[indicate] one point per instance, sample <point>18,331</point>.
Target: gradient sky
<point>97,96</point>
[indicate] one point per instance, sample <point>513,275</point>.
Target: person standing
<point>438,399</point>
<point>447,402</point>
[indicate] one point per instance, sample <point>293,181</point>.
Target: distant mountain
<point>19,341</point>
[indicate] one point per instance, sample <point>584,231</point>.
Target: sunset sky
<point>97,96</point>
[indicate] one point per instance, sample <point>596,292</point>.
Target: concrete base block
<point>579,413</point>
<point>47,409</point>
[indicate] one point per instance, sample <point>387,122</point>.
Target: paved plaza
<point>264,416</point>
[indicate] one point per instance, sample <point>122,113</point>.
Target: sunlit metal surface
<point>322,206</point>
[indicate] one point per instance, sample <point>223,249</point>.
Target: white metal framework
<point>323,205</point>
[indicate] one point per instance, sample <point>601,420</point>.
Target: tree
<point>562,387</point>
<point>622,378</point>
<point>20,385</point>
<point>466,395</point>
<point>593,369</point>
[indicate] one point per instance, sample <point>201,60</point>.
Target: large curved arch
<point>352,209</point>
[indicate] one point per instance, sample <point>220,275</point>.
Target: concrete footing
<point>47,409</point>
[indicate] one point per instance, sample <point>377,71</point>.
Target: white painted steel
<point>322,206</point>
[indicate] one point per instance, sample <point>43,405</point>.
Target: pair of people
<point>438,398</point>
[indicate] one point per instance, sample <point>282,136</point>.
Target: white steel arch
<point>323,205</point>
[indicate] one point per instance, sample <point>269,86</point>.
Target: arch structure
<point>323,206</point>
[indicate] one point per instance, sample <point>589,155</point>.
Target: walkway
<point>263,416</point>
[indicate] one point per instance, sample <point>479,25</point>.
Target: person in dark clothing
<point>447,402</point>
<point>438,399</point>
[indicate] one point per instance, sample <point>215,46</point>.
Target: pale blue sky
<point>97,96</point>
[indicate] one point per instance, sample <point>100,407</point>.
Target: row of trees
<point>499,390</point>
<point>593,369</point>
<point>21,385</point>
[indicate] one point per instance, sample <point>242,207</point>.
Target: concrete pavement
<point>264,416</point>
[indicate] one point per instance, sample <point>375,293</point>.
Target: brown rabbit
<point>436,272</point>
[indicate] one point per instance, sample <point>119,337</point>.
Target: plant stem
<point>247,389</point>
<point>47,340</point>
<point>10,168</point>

----

Repeat, word for word, every line from the line that contains "[indicate] one point per instance, sample <point>43,405</point>." to the end of the entries; include both of those lines and no others.

Result:
[indicate] one point per instance, sample <point>43,405</point>.
Target: pair of people
<point>438,398</point>
[indicate] one point per instance, sample <point>282,136</point>.
Target: white steel arch
<point>323,205</point>
[indicate] one point per instance, sample <point>269,86</point>.
Target: arch structure
<point>323,206</point>
[indicate] one point per instance, sample <point>589,155</point>.
Target: walkway
<point>263,416</point>
[indicate] one point per instance, sample <point>479,25</point>.
Target: person in dark clothing
<point>447,402</point>
<point>438,399</point>
[indicate] one point per instance, sample <point>215,46</point>.
Target: pale blue sky
<point>97,96</point>
[indicate] one point per instance, sample <point>100,407</point>.
Target: row of trees
<point>499,390</point>
<point>593,369</point>
<point>21,385</point>
[indicate] one point per instance, sample <point>242,207</point>.
Target: concrete pavement
<point>264,416</point>
[indicate] one point per instance, sample <point>375,293</point>.
Target: brown rabbit
<point>436,272</point>
[indicate] one point per instance, sample <point>119,337</point>.
Target: plant stem
<point>247,389</point>
<point>47,340</point>
<point>10,168</point>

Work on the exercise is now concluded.